AUSGEWÄHLTER AUSZUG ▸
------------------------------------------------------------
Der Vater des künftigen DFB-Chefs war ein Fußball-Narr – hatte, so erzählte Fritz Keller vor mehreren Jahren, enge Kontakte zu Fritz Walter, den Helden von Bern. Der Weltmeister-Kapitän wurde Fritz Kellers Patenonkel.

Das eigene Talent reichte nicht zu einer Karriere auf dem Fußballplatz. Beim SC Freiburg trat Keller 2010 aber den Führungsposten als Nachfolger des jahrzehntelangen Clubchefs Achim Stocker an, der 2009 gestorben war. Unter seiner Führung wurde Christian Streich Trainer, die auf Kontinuität mit bescheidenen Mitteln ausgerichtete Club-Maxime der Breisgauer fortgesetzt.
------------------------------------------------------------
ZIEL 1 ▸
Nenne alle Personen, die im Auszug über Fritz Keller mit Namen vorkommen.
ZIEL 2 ▸
Fasse den Absatz im Auszug über Fritz Keller, der mit „Das eigene Talent reichte nicht“ beginnt, als Stichpunktliste zusammen und behalte dabei die wichtigsten Fakten.

BEREITGESTELLTE DATEN ▸
------------------------------------------------------------
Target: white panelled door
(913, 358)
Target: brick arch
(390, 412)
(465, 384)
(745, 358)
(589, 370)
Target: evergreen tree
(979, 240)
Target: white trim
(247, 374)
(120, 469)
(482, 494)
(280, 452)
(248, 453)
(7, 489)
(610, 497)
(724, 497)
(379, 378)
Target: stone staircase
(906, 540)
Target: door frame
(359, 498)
------------------------------------------------------------
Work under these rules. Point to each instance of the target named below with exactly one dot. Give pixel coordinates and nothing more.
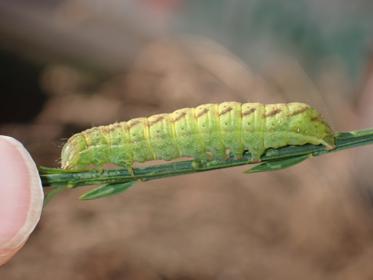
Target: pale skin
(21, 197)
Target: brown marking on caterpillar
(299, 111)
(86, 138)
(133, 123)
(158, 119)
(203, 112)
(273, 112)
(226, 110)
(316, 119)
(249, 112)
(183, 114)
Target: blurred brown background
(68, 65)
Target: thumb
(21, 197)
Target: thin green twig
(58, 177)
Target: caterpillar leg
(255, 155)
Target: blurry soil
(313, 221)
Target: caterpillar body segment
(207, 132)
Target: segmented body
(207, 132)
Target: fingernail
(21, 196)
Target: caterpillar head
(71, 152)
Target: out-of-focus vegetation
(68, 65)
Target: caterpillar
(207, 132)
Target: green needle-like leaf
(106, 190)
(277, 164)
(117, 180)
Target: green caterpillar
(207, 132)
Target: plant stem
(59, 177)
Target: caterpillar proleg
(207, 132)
------------------------------------------------------------
RICHTIGE AUSGABE 1 ▸
Fritz Keller, Fritz Walter, Achim Stocker, Christian Streich

RICHTIGE AUSGABE 2 ▸
- Kellers Talent reichte nicht für eine Karriere als Fußballer.
- 2010 übernahm er den Führungsposten beim SC Freiburg.
- Er folgte auf Achim Stocker, der den Club jahrzehntelang geführt hatte und 2009 gestorben war.
- Unter Keller wurde Christian Streich Trainer.
- Der Club setzte seine Maxime fort: Kontinuität mit bescheidenen Mitteln.